- **The problem**:
Update the lines below by changing every "much appreciated" to "greatly appreciated" and leaving the rest unchanged.

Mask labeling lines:
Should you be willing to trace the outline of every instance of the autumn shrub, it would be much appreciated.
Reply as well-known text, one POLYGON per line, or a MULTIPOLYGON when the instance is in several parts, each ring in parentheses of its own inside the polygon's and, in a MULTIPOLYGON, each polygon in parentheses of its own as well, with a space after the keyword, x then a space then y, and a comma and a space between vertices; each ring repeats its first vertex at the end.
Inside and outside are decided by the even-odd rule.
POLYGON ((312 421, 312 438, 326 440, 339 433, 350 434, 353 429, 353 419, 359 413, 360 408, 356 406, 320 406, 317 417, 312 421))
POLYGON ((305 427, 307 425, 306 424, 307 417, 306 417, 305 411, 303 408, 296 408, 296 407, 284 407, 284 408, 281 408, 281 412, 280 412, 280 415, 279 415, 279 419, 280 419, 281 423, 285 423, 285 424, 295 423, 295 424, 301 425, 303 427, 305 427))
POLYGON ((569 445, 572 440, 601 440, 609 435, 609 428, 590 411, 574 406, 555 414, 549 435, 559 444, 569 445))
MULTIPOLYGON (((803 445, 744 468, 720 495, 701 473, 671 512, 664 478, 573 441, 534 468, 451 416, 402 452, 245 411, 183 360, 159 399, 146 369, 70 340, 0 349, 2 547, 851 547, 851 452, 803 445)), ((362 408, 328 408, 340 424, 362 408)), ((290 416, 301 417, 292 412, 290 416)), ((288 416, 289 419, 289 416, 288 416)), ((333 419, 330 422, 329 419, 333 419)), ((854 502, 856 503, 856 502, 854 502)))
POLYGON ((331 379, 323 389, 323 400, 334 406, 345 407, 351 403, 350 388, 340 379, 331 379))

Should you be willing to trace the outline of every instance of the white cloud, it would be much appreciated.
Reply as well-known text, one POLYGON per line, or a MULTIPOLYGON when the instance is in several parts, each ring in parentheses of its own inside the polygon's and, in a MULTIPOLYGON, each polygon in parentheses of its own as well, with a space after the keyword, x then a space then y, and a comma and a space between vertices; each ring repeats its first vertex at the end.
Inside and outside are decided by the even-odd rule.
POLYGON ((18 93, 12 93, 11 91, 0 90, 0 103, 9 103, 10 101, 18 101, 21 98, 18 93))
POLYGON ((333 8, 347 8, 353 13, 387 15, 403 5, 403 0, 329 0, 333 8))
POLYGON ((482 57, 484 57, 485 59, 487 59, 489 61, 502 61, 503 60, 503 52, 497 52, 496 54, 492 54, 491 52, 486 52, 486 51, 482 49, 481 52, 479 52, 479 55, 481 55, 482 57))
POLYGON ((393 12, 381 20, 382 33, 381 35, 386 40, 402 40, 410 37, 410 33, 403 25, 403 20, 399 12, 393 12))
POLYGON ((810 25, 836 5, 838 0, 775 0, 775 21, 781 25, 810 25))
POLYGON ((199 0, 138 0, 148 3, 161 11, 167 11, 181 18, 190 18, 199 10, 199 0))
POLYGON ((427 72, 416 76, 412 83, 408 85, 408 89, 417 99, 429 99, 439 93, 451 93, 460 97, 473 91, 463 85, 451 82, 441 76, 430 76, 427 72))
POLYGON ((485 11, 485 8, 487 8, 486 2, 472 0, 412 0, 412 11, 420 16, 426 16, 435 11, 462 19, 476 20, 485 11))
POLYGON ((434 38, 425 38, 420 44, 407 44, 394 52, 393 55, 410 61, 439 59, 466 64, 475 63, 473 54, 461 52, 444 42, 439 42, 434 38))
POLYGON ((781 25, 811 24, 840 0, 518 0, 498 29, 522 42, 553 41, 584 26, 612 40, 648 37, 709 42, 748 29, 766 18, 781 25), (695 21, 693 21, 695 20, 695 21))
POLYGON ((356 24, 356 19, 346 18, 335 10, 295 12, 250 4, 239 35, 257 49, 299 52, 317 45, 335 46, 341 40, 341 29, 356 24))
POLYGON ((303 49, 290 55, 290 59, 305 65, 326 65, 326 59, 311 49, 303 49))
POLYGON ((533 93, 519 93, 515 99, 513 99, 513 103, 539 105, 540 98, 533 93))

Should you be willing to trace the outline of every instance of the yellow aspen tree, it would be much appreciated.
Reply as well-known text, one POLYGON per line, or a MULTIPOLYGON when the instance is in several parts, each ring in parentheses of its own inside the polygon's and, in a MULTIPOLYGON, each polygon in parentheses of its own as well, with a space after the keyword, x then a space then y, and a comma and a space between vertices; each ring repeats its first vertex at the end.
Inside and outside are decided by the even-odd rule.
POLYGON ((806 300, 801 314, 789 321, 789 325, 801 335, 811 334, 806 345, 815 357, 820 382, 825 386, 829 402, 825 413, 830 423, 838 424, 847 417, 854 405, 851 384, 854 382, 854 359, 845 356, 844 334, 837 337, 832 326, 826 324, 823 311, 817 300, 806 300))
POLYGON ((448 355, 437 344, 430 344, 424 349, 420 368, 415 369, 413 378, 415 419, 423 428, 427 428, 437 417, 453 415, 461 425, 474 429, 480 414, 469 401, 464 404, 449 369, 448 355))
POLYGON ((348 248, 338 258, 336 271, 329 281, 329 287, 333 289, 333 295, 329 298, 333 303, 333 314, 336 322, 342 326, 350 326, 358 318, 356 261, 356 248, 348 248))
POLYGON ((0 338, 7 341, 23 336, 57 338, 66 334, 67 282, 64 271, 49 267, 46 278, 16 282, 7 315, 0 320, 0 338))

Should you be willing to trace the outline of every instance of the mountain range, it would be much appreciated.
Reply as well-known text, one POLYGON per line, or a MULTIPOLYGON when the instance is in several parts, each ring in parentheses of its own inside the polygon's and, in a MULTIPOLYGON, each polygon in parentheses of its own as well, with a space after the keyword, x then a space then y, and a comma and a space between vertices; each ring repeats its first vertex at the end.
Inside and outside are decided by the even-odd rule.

- **Answer to the task**:
Should you be willing to trace the outline of every instance of the autumn shrub, it would be greatly appreciated.
Reply as well-known text, one POLYGON per line, or a MULTIPOLYGON when the instance is in several parts, each ring in parentheses of its own inside the polygon's and, in a MULTIPOLYGON, each polygon in parentheses of its own as well, with a space after the keyword, x then a space then y, and a comma and a space between vertices; each ring repeats its first vertex at the end.
Inside and outside are decided by the even-odd rule.
POLYGON ((312 421, 312 438, 326 440, 339 433, 350 434, 353 429, 353 419, 359 413, 360 408, 356 406, 320 406, 317 417, 312 421))
POLYGON ((305 427, 307 425, 306 424, 307 417, 306 417, 305 411, 303 408, 296 408, 296 407, 284 407, 284 408, 281 408, 281 412, 280 412, 280 415, 279 415, 279 419, 280 419, 281 423, 285 423, 285 424, 295 423, 295 424, 301 425, 303 427, 305 427))
POLYGON ((569 445, 572 440, 601 440, 609 435, 609 428, 590 411, 574 406, 555 414, 549 435, 559 444, 569 445))
MULTIPOLYGON (((803 445, 744 468, 720 495, 701 473, 671 512, 664 478, 573 441, 534 468, 451 416, 402 452, 245 411, 183 360, 159 399, 146 369, 70 340, 0 349, 2 547, 851 547, 851 452, 803 445)), ((362 408, 328 408, 340 424, 362 408)), ((290 416, 301 417, 292 412, 290 416)), ((288 416, 289 419, 289 416, 288 416)), ((333 419, 330 422, 329 419, 333 419)), ((854 502, 856 503, 856 502, 854 502)))
POLYGON ((331 379, 323 389, 323 400, 334 406, 345 407, 351 403, 350 388, 340 379, 331 379))

Should you be willing to trace the outline of every instance of the white cloud, it would be greatly appreciated.
Reply as well-known text, one POLYGON per line, or a MULTIPOLYGON when the instance is in several parts, each ring in parentheses of its own inside the polygon's and, in a MULTIPOLYGON, each polygon in parentheses of its own as well, with a space after the keyword, x then a space then y, and a comma and a space between vertices; each ring repeats its first vertex at the end.
Inside and outside are decided by the even-odd rule.
POLYGON ((18 93, 12 93, 11 91, 0 90, 0 103, 9 103, 10 101, 18 101, 21 98, 18 93))
POLYGON ((333 8, 347 8, 353 13, 387 15, 403 5, 403 0, 329 0, 333 8))
POLYGON ((482 57, 484 57, 485 59, 487 59, 489 61, 502 61, 503 60, 503 52, 497 52, 496 54, 492 54, 491 52, 486 52, 486 51, 482 49, 481 52, 479 52, 479 55, 481 55, 482 57))
POLYGON ((393 12, 381 20, 382 33, 381 35, 386 40, 402 40, 410 37, 410 33, 403 25, 403 20, 399 12, 393 12))
POLYGON ((810 25, 836 5, 838 0, 775 0, 775 21, 781 25, 810 25))
POLYGON ((199 0, 138 0, 148 3, 161 11, 167 11, 181 18, 190 18, 199 10, 199 0))
POLYGON ((427 72, 416 76, 412 83, 408 85, 408 89, 417 99, 429 99, 439 93, 451 93, 460 97, 473 91, 463 85, 451 82, 441 76, 430 76, 427 72))
POLYGON ((485 11, 485 8, 487 8, 486 2, 472 0, 412 0, 412 11, 420 16, 426 16, 435 11, 462 19, 476 20, 485 11))
POLYGON ((434 38, 425 38, 420 44, 407 44, 394 52, 393 55, 410 61, 439 59, 466 64, 475 63, 473 54, 461 52, 444 42, 439 42, 434 38))
POLYGON ((781 25, 811 24, 840 0, 518 0, 498 29, 522 42, 553 41, 584 26, 612 40, 648 37, 709 42, 748 29, 766 18, 781 25), (695 21, 693 21, 695 20, 695 21))
POLYGON ((356 24, 356 19, 346 18, 335 10, 295 12, 250 4, 239 35, 257 49, 299 52, 317 45, 335 46, 341 40, 341 29, 356 24))
POLYGON ((303 49, 290 55, 290 59, 305 65, 326 65, 326 59, 311 49, 303 49))
POLYGON ((533 93, 519 93, 515 99, 513 99, 513 103, 539 105, 540 98, 533 93))

Should you be willing to trace the outline of every instance of the yellow aspen tree, it would be greatly appreciated.
Reply as well-known text, one POLYGON per line, or a MULTIPOLYGON when the instance is in several parts, each ring in parentheses of its own inside the polygon's and, in a MULTIPOLYGON, each polygon in parentheses of its own as well, with a space after the keyword, x then a space then y, and a comma and a space between vertices; each ring repeats its first vertex at the end.
Inside and outside are decided by the even-odd rule.
POLYGON ((806 300, 801 314, 789 321, 789 325, 801 335, 811 334, 806 345, 815 357, 820 382, 825 386, 829 402, 825 413, 830 423, 838 424, 847 417, 854 405, 851 384, 854 382, 854 359, 845 356, 844 334, 837 337, 832 326, 826 324, 823 311, 817 300, 806 300))
POLYGON ((448 355, 437 344, 430 344, 424 349, 420 368, 415 369, 413 378, 415 419, 423 428, 427 428, 437 417, 453 415, 461 425, 474 429, 480 414, 469 401, 464 404, 449 369, 448 355))
POLYGON ((348 248, 338 258, 336 271, 329 281, 329 287, 333 289, 333 295, 329 298, 333 303, 333 314, 336 322, 342 326, 350 326, 358 318, 356 261, 356 248, 348 248))
POLYGON ((0 338, 7 341, 23 336, 57 338, 66 334, 67 282, 64 271, 49 267, 46 278, 16 282, 7 315, 0 320, 0 338))

Should you be willing to trace the outline of every instance of the mountain range, it would be greatly appreciated.
Reply as well-known text, one POLYGON per line, or a MULTIPOLYGON when the instance is in several parts, each ring in parentheses of its own inside the polygon's and, in a MULTIPOLYGON, each polygon in parentheses of its own as well, with a space after the keyword, x then a space then y, and a comma and a space between vertices; each ring repeats its first vertex at the end.
Inside and outside are decided by the even-odd rule.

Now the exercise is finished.